EXERCISE PROMPT -
Write out the stretch of the United States v. Glover appeals opinion below from "506 F.2d 291 (2nd" through "Sept. 11, 1974.", reproducing every word and mark unchanged.

506 F.2d 291 (2nd Cir. 1974), 118, United States v. Glover
|Docket Nº:||118, Docket 74-1739.|
|Citation:||506 F.2d 291|
|Party Name:||UNITED STATES of America, Appellee, v. Solomon GLOVER, Defendant-Appellant.|
|Case Date:||October 04, 1974|
|Court:||United States Courts of Appeals, Court of Appeals for the Second Circuit|
Argued Sept. 11, 1974.
Hudson H. Reid, New York City (William C. Chance, Jr., New York City, of counsel), for defendant-appellant.
Mel P. Barkan, Asst. U.S. Atty., New York City (Paul J. Curran, U.S. Atty., and S. Andrew Schaffer, Asst. U.S. Atty., S.D. of New York, of counsel), for appellee.
Before SMITH, TIMBERS and GURFEIN, [*] Circuit Judges.
GURFEIN, Circuit Judge:
This appeal presents the picture of an able trial judge, the Honorable Charles L. Brieant, faced with the unusual dilemma of conflicting constitutional mandates, the Confrontation Clause of the Sixth Amendment as expressed in the
Bruton rule 1 and the Double Jeopardy Clause of the Fifth Amendment.

STORED DATA -
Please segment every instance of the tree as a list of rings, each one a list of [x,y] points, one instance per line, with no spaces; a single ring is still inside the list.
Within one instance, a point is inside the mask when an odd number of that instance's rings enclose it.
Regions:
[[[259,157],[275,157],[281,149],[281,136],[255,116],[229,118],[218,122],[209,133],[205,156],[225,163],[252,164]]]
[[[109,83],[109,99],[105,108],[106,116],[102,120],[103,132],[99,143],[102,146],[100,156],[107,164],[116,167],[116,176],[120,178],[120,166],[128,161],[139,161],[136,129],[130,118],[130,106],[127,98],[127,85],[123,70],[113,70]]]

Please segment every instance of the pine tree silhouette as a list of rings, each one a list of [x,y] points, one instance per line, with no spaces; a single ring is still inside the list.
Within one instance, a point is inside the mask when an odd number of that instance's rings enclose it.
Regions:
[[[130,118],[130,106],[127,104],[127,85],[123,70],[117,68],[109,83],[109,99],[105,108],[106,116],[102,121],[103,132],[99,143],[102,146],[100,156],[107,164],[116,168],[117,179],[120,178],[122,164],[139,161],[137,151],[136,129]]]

TASK ANSWER -
506 F.2d 291 (2nd Cir. 1974), 118, United States v. Glover
|Docket Nº:||118, Docket 74-1739.|
|Citation:||506 F.2d 291|
|Party Name:||UNITED STATES of America, Appellee, v. Solomon GLOVER, Defendant-Appellant.|
|Case Date:||October 04, 1974|
|Court:||United States Courts of Appeals, Court of Appeals for the Second Circuit|
Argued Sept. 11, 1974.